[Instruções a seguir] Dê continuidade ao excerto abaixo sobre o chumbo do Orçamento pelo PCP, começando logo após a última frase apresentada.

[Excerto fornecido]
========================
No emaranhado das justificações, distingue-se a acusação de que “o PS, ambicionando a maioria absoluta, em convergência com o Presidente da República, precipitou a realização de eleições”.

O que o comité central não explica são as razões de fundo que levaram o PCP a chumbar o Orçamento, que não era pior do que outros que tinha viabilizado, provocando um sobressalto na vida do país. Mesmo que houvesse, como diz, uma conspiração na cúpula do Estado, por que razão cedeu à vontade de Costa e Marcelo, dando-lhes a deixa para a dissolução da Assembleia da República, que o Presidente da República repetidamente anunciara, caso o Orçamento não passasse? Que espécie de análise fez então a direcção do PCP para um acto de vastas repercussões, como estão à vista, incluindo as que se voltaram contra o próprio partido? Foi enganada? Foi atraída pelo abismo, como diz por aí? Na situação criada, o PS explorou, é claro, defensiva e ofensivamente, o erro crasso e a grave leviandade sectária do PCP.
========================
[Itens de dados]
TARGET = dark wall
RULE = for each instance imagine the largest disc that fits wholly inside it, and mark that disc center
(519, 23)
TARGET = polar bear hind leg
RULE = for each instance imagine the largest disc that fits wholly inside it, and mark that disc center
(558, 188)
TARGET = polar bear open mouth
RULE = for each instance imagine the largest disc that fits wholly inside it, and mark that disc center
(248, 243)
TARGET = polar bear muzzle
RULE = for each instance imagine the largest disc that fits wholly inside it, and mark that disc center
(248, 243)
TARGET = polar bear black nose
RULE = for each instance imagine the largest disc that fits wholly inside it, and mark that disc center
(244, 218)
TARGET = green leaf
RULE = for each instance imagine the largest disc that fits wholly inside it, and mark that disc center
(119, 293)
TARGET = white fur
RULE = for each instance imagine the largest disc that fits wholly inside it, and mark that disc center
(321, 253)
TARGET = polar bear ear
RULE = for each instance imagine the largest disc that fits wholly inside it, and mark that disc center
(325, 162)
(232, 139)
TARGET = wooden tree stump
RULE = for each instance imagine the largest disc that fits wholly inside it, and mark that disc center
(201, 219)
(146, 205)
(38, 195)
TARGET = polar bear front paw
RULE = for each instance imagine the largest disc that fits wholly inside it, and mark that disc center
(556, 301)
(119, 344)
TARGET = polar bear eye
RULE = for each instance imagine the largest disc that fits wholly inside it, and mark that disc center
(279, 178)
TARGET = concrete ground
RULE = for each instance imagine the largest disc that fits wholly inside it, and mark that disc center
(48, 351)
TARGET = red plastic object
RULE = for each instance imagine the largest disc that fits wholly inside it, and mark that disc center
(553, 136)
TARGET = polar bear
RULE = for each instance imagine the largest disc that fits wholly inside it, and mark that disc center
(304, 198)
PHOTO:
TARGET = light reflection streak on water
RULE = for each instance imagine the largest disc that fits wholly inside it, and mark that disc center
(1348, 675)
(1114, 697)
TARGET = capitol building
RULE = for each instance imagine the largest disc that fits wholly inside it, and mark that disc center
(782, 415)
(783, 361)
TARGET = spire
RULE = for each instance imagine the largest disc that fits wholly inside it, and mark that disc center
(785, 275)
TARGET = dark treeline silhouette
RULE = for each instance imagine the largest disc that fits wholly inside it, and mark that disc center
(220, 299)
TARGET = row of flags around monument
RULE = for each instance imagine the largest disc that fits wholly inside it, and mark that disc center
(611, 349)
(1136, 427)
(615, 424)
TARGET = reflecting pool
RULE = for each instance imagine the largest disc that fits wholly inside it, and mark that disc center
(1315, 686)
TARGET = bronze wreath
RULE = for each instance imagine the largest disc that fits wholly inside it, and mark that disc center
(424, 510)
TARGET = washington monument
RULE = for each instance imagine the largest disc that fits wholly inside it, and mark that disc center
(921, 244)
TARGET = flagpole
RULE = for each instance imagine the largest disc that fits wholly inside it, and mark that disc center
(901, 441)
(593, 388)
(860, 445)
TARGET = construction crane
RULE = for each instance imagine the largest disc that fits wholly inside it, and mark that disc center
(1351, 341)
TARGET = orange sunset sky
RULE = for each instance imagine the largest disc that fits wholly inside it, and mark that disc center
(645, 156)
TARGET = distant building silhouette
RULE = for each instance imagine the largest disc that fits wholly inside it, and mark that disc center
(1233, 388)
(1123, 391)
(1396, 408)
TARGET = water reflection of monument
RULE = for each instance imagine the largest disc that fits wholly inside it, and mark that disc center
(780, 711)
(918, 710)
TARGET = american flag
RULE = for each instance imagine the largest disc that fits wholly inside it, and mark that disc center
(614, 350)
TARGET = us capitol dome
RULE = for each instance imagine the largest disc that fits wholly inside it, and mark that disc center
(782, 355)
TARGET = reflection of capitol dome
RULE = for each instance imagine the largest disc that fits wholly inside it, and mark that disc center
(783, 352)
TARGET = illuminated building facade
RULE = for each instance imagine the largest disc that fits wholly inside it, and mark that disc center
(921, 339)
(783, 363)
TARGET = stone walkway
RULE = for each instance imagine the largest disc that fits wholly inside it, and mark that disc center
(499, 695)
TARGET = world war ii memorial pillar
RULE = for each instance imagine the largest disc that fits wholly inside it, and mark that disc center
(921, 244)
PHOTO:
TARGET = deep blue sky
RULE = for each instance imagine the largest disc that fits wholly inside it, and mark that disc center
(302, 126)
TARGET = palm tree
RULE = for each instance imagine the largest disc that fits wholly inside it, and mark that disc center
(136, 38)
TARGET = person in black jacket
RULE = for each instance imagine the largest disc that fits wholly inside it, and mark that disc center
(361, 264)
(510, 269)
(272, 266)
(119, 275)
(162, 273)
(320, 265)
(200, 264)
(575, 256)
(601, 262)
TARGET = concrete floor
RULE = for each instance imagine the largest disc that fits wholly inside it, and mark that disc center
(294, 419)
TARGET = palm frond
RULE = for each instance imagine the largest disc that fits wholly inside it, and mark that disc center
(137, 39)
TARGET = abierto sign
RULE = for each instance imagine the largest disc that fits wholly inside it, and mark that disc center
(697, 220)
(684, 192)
========================
[Resultado do exercício]
O abandono do partido por grande número de eleitores, que nele tinham votado há dois anos, começou precisamente quando os deputados comunistas se levantaram juntamente com a direita para consumarem o chumbo do OE.

Aconteceu o mesmo ao BE, a sofrer um desastre eleitoral ainda maior, com a perda de metade da votação de há dois anos e quase dois terços dos deputados, de 19 para cinco. No entanto, este reconhece “a pesada derrota” e não esconde, na questão crucial, que “não foi capaz de comunicar as razões profundas do chumbo do Orçamento”.

A direcção do PCP, que tanto se arroga do seu marxismo-leninismo, não foi, nem é, capaz de seguir Lenine, que recomenda: “Reconhecer abertamente o erro, pôr a descoberto as suas causas, analisar a situação que o engendrou e discutir atentamente os meios de o corrigir.”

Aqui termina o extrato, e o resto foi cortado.